YOUR GOAL:
Count the lines in the data below that contain the string "wooden", treating uppercase and lowercase as different. Reply with the number only.
*****
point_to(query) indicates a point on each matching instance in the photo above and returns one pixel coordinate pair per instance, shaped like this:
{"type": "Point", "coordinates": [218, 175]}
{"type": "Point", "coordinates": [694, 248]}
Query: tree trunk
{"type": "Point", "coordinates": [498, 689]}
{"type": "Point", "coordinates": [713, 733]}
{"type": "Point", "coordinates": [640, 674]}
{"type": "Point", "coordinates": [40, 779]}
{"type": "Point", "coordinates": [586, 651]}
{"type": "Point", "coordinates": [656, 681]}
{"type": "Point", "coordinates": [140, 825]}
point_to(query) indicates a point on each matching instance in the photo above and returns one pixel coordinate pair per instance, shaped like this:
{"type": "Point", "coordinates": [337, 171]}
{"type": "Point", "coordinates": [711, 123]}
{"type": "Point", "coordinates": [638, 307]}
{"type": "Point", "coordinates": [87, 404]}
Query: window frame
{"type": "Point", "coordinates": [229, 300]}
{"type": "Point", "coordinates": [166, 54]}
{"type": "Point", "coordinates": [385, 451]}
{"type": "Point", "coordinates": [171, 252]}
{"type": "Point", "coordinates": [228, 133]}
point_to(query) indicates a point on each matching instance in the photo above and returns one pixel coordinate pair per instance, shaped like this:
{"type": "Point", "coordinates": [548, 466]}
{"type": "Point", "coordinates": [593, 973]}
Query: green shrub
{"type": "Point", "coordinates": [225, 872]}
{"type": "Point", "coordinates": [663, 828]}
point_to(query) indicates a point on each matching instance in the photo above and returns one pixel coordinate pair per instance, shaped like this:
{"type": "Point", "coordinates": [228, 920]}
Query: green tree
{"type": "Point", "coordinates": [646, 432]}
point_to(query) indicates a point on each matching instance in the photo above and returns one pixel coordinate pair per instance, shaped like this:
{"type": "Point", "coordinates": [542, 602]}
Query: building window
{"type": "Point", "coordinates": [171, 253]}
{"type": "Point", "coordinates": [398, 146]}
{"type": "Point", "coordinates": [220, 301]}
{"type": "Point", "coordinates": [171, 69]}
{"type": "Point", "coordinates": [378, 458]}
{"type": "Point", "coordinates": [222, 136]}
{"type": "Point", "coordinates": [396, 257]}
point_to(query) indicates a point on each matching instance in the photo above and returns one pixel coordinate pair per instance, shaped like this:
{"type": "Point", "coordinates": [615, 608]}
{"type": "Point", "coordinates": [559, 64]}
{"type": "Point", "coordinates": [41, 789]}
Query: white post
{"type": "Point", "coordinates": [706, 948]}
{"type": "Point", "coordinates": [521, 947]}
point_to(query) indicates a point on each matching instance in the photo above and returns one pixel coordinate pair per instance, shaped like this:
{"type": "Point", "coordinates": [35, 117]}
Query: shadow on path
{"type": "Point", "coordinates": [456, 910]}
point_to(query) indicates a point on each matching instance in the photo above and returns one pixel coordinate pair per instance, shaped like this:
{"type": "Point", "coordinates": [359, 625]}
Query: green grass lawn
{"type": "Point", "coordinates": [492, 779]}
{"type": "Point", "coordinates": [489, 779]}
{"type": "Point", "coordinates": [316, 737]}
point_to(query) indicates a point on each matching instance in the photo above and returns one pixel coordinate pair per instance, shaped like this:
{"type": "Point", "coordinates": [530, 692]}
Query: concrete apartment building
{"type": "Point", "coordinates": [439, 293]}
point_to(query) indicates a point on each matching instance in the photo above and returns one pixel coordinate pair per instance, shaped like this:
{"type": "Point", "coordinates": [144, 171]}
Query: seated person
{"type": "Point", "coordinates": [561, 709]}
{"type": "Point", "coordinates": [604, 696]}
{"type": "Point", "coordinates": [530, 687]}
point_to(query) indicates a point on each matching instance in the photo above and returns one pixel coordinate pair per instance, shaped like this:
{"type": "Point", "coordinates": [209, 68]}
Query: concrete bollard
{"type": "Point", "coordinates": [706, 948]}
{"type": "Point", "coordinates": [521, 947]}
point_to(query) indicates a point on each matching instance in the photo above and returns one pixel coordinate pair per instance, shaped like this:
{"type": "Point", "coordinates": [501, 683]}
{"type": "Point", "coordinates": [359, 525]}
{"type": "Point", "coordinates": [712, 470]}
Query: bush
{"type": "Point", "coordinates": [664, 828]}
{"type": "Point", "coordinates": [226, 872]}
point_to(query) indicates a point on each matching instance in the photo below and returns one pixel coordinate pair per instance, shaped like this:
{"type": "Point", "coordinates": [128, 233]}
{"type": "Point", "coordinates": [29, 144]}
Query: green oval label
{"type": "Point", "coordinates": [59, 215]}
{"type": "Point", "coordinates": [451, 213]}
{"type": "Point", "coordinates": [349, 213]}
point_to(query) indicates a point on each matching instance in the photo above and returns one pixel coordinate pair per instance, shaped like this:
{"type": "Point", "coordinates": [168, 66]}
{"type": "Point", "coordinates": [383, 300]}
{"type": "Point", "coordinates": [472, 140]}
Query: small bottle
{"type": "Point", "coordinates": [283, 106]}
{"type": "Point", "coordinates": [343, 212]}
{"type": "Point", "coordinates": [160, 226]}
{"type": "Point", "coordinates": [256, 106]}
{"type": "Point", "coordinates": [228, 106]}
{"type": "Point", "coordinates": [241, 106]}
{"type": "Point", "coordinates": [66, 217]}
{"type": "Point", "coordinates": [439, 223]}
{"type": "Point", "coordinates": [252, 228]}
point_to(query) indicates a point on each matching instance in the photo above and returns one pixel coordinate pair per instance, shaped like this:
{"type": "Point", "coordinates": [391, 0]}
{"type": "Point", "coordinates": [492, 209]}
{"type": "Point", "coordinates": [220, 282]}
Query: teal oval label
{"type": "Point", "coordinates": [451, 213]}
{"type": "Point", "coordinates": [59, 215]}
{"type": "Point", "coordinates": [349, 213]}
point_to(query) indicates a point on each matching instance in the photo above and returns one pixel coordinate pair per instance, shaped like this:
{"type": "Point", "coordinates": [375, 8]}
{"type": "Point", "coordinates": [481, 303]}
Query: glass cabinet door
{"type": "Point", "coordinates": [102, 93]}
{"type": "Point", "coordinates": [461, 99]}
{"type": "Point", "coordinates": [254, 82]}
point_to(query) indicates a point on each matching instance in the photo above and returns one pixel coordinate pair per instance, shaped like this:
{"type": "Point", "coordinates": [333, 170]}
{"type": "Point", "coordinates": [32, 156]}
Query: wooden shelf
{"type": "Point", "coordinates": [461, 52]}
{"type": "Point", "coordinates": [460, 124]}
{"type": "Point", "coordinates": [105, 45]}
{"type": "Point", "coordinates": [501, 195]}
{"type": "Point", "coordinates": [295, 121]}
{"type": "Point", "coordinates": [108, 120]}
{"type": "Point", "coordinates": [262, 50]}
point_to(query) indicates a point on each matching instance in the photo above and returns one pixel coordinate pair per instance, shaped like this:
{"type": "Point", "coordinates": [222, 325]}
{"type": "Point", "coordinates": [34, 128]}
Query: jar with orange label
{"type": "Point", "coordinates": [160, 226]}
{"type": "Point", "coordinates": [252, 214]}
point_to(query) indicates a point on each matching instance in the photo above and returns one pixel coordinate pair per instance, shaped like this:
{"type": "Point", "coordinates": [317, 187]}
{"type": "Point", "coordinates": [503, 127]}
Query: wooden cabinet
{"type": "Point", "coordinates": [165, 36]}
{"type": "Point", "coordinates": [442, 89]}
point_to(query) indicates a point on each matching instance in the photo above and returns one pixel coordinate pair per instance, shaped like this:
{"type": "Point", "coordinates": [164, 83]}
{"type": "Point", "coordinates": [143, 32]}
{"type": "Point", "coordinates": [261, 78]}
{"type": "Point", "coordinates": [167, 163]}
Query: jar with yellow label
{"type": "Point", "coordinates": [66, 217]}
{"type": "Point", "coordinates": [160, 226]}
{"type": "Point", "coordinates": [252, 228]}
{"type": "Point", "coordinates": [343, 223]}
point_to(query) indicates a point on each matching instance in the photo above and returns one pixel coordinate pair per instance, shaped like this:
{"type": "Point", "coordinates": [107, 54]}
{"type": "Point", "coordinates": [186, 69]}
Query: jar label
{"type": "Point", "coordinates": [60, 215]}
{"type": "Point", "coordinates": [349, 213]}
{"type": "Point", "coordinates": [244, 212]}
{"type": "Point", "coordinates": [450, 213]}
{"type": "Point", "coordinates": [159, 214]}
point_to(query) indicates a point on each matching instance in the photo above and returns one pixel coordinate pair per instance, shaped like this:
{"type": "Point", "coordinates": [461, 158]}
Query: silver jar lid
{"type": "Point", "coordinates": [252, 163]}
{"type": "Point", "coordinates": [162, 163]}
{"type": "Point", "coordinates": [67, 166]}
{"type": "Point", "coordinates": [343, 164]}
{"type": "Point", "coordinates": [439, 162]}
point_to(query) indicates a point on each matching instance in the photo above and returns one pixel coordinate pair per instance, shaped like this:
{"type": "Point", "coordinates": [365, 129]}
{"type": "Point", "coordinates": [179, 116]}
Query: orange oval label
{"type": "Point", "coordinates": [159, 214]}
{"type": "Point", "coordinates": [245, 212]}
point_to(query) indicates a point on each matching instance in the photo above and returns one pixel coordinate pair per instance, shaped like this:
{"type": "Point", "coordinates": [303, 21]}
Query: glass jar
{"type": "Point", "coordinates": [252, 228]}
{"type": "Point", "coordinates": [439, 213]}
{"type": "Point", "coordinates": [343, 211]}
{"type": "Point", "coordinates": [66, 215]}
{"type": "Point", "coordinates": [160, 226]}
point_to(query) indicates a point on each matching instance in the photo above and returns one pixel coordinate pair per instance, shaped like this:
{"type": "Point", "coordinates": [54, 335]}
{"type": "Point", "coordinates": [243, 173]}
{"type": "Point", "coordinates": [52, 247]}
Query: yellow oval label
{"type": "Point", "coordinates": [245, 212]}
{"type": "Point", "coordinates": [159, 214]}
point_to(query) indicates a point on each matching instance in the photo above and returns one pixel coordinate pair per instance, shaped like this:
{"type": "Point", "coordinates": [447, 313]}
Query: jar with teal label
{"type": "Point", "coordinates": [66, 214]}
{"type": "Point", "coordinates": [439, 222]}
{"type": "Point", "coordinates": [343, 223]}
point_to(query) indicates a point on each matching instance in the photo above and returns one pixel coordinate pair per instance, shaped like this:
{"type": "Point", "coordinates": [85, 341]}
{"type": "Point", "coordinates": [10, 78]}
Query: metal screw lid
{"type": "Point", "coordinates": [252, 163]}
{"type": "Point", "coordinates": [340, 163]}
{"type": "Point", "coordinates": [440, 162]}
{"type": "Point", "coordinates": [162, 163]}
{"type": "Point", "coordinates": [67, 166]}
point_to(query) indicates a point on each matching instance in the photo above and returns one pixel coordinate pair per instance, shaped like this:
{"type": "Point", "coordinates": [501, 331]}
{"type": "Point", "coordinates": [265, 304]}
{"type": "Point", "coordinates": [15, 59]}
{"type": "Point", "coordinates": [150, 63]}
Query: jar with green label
*****
TASK OUTPUT:
2